Point-per-instance localization data:

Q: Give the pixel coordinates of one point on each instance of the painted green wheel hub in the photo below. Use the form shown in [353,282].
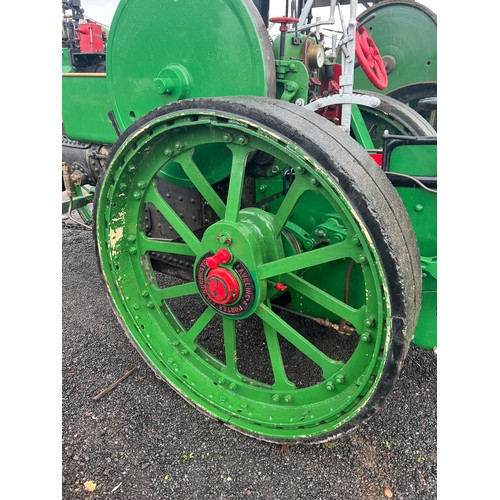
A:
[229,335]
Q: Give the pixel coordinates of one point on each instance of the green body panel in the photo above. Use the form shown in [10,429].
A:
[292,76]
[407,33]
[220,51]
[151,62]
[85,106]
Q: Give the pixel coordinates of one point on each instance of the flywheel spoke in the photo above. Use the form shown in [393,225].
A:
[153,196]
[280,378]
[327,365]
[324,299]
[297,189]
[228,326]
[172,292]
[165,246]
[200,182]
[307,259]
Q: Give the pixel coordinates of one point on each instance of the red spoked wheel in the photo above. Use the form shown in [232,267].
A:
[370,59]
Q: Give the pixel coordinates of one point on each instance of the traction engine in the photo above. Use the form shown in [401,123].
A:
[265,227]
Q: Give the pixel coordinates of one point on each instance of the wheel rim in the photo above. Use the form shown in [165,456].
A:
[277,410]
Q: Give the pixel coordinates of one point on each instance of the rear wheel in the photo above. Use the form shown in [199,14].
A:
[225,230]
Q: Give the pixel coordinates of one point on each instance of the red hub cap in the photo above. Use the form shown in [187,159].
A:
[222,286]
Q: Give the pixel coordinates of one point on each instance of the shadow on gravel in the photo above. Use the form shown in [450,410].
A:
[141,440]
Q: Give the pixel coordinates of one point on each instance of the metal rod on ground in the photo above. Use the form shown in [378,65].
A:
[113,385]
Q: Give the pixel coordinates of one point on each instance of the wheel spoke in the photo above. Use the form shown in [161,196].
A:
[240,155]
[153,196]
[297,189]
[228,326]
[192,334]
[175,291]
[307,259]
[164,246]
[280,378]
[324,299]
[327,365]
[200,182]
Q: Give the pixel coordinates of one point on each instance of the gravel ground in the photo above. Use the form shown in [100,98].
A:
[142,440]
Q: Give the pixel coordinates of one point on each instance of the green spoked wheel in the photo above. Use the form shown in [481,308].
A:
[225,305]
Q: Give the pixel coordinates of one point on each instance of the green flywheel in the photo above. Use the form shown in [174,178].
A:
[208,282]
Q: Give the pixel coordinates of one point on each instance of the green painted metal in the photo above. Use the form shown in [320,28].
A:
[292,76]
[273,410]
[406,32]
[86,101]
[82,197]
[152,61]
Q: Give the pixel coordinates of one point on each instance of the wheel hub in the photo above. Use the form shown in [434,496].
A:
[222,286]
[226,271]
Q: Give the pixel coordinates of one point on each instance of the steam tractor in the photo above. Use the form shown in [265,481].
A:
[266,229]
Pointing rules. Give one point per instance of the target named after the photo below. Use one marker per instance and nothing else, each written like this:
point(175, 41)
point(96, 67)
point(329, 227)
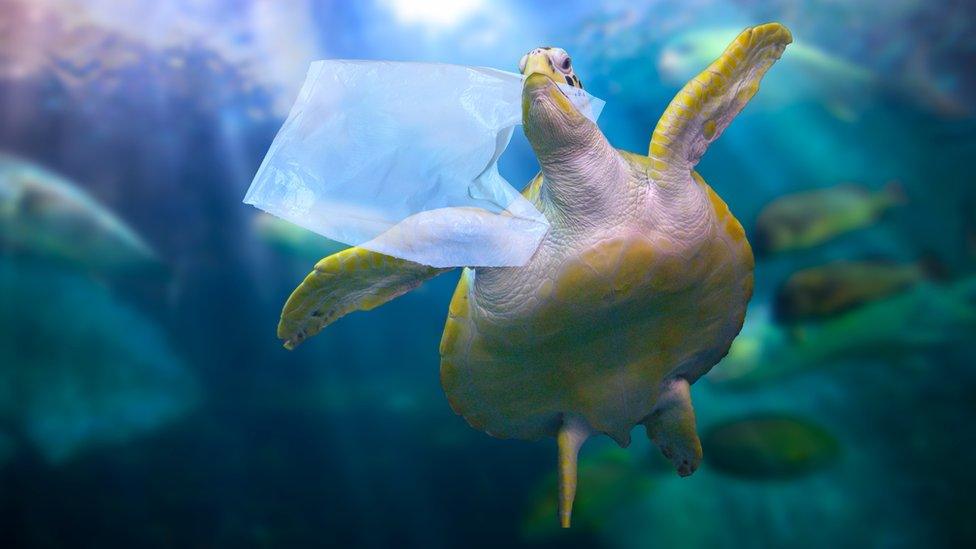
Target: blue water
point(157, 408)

_Exercise aim_
Leave out the pictures and retype the rest of the entries exactly.

_Answer section_
Q: Give the pixel coordinates of one point on each instance of the painted green wheel hub in the photo below. Use the form shown in [353,282].
A:
[229,335]
Q: Give the pixel coordinates of one point on each instance of the green body panel in the photo above. Use the form shown in [10,429].
A:
[292,76]
[407,33]
[220,51]
[151,62]
[85,106]
Q: Give the pixel coordinates of one point on each instance of the flywheel spoke in the photo above. Use the form shown in [393,225].
A:
[153,196]
[280,378]
[327,365]
[324,299]
[297,189]
[228,326]
[172,292]
[165,246]
[200,182]
[307,259]
Q: Give the pixel coordinates of one point on each instance of the red spoked wheel in the photo above. Use the form shown in [232,267].
A:
[370,59]
Q: Give the pixel coordinates of one point on each instance of the traction engine in the photo above. Use the form shown in [401,123].
A:
[265,227]
Q: Give the pixel coordinates of one point on each instance of the wheel rim in the photo above. Use the form shown in [165,456].
A:
[277,410]
Q: Give the pixel coordinates of one point on each instance of the rear wheel in the photo above. Use the form shown in [199,14].
A:
[225,230]
Q: Give the pixel coordinates of one point on each instance of the red hub cap in the photo above. Use the form shown in [187,159].
A:
[222,286]
Q: Give the pixel coordinates of one point on each instance of the shadow on gravel in the photo above. Use the form shown in [450,410].
A:
[141,440]
Q: Give the pixel coordinates of one point on each instance of the metal rod on ground in the photo above. Use the form shown in [378,65].
A:
[113,385]
Q: Give the pixel coordinates of one point on each instance of the wheel spoke in the photo above. Use the form shown in [161,196].
A:
[240,155]
[153,196]
[297,189]
[228,326]
[192,334]
[175,291]
[307,259]
[164,246]
[280,378]
[324,299]
[327,365]
[200,182]
Q: Give the pixel coordinates of one point on each instance of the gravel ground in the photo above. Use the form shown in [100,98].
A:
[142,440]
Q: Give the pixel coordinates of one point on each instance of the green spoked wheel in the photo above. Use the form shown in [481,308].
A:
[225,305]
Q: Give the pixel coordinates of one point on each instance of the green flywheel in the photo above. Use the form shown in [174,178].
A:
[208,282]
Q: Give the pixel coordinates of one point on each instance of the green painted metal in the photo above. Use the form shown in [320,28].
A:
[292,76]
[273,410]
[406,32]
[86,101]
[82,197]
[152,61]
Q: Give the pixel coordinates of one point on each instance of the wheel hub in the photo above. Use the form shown in [434,496].
A:
[222,286]
[226,271]
Q: Give the pixel coordinates of one point on each instance of the steam tractor in the photo above. Use the form shown in [265,481].
A:
[266,229]
Pointing rules. Give one point per instance of the target named after the photo below. Use one marker per instance and nothing else, each written like this:
point(175, 41)
point(96, 67)
point(329, 227)
Target: blue water
point(157, 408)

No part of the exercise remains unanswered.